Directions for this task: Nothing but the lines from the line with "the white door" through the end of the data is to be copied, and each is to be copied exactly.

Segment Start: Data provided

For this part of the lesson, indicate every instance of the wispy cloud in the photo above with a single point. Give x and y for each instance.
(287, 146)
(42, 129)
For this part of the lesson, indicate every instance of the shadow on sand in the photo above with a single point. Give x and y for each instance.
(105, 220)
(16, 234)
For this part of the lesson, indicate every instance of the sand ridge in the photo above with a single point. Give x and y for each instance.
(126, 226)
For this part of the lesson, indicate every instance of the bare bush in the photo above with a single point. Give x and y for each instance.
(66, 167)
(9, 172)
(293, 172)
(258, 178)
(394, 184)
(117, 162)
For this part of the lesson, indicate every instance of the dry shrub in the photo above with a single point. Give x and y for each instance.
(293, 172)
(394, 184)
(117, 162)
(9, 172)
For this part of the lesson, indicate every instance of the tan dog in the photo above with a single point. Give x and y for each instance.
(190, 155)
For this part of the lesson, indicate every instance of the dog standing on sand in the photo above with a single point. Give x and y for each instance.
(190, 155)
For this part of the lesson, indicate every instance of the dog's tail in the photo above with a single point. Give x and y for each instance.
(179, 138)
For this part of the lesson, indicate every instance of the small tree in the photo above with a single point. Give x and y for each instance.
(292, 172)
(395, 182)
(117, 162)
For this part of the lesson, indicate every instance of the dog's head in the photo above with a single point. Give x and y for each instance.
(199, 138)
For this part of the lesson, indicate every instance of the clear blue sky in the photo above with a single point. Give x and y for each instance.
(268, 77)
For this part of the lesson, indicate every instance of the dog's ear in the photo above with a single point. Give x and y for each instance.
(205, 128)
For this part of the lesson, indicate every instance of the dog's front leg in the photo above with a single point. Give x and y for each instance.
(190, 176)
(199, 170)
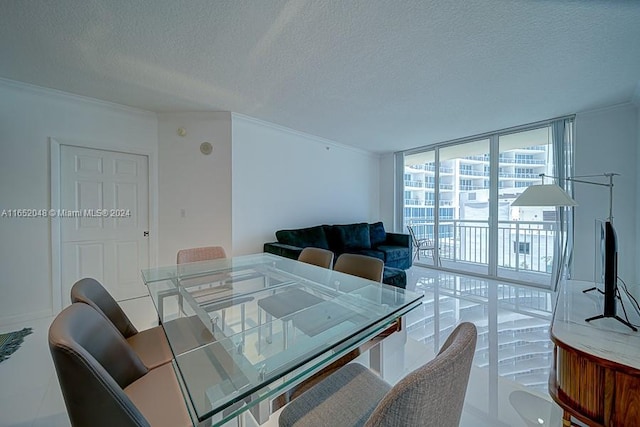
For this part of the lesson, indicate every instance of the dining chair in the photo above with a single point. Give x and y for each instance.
(209, 253)
(430, 396)
(360, 265)
(104, 382)
(423, 245)
(205, 253)
(281, 305)
(150, 344)
(316, 256)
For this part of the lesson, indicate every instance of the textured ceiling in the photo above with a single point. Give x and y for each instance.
(379, 75)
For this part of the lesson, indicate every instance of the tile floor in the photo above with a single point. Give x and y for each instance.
(508, 381)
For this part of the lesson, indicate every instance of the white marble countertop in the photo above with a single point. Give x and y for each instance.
(604, 338)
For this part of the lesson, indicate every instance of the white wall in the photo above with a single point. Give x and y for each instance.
(607, 141)
(637, 104)
(28, 117)
(387, 191)
(194, 189)
(286, 179)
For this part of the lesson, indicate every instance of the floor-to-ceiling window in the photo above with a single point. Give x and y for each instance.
(458, 195)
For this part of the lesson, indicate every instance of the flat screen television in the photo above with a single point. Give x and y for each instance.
(609, 251)
(607, 272)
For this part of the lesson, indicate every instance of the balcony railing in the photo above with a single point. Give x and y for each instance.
(522, 245)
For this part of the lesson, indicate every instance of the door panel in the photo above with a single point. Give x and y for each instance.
(104, 195)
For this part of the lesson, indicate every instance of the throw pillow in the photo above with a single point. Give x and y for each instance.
(304, 237)
(353, 236)
(377, 234)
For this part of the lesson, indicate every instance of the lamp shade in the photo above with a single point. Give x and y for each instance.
(544, 195)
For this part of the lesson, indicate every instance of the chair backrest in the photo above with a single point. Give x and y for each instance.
(200, 254)
(360, 265)
(316, 256)
(90, 291)
(94, 364)
(413, 235)
(432, 395)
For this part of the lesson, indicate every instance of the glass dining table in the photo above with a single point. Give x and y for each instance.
(246, 329)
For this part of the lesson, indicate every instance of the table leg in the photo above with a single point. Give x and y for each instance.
(387, 357)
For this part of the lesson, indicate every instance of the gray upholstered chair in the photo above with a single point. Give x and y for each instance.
(432, 395)
(316, 256)
(360, 265)
(150, 345)
(200, 254)
(104, 382)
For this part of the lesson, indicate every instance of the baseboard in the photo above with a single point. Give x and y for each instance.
(25, 317)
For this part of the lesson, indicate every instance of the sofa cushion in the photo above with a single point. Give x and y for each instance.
(352, 236)
(371, 252)
(377, 234)
(304, 237)
(394, 253)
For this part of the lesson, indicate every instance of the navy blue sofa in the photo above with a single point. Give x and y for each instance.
(359, 238)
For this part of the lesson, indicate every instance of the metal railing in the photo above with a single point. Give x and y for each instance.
(522, 245)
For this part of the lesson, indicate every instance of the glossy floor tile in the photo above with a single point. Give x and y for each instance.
(508, 381)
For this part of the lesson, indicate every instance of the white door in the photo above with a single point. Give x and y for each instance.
(104, 219)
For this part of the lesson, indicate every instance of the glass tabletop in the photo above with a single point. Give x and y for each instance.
(247, 328)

Segment End: Data provided

Task output:
For this part of the lesson, indicate every instance of the white door in the photo above with a single point. Give x and y for each instance.
(104, 219)
For this part of the lesson, indicate every instance of the glass tabletop in the photo above with a single point. Give x and y for each instance.
(247, 328)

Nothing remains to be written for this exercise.